**Exercise requirements**
A: In the passage on Asian American and Pacific Island modernist art, what year was the law that restricted immigration from Japan?
B: Reproduce part of the passage on Asian American and Pacific Island modernist art, starting at the words "Title: Asian American" and ending after "the Asian fashion.".
---- Quoted text
Title: Asian American and Pacific Island Modernist Art
Description:
Artists of Asian descent made substantial contributions to the artistic culture of the United States, incorporating practices that were different from the European-based traditions—like painting with water-soluble pigments rather than oil paint, choosing Asian subjects, and signing their works in the Asian fashion.
Coming across the Pacific Ocean, some immigrants settled in Hawaii where Isami Doi, born of Japanese parents, became an influential artist.
Doi typifies characteristics that are found in many Asian American artists in that he excelled at several media: printmaking, painting, and jewelry design.
And he traveled extensively, spending time in Paris and over a decade in New York.
The West Coast of the United States became a center for people coming across the Pacific, and major cities like Seattle, San Francisco, and Los Angeles developed Asian communities with active artistic cultures.
Chinese immigrants were drawn to the San Francisco area because of the economic boom around the gold rush and the building of the railroads, but they also inspired prejudice, and harsh immigration laws were enacted in 1888.
This halted immigration from China and bolstered it from Japan, until another law in 1924 restricted that as well.
Yun Gee, of Chinese descent, in San Francisco made aggressively modern, brightly colored, and geometrically abstracted portraits before moving to Paris and then New York where his style became more expressionistic.
--------
---- Recorded data
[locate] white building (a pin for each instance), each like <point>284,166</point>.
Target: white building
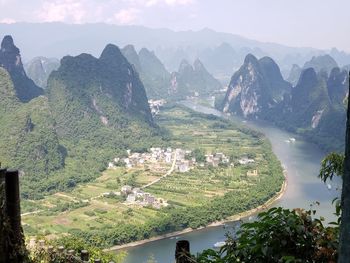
--------
**Full answers**
A: 1924

B:
Title: Asian American and Pacific Island Modernist Art
Description:
Artists of Asian descent made substantial contributions to the artistic culture of the United States, incorporating practices that were different from the European-based traditions—like painting with water-soluble pigments rather than oil paint, choosing Asian subjects, and signing their works in the Asian fashion.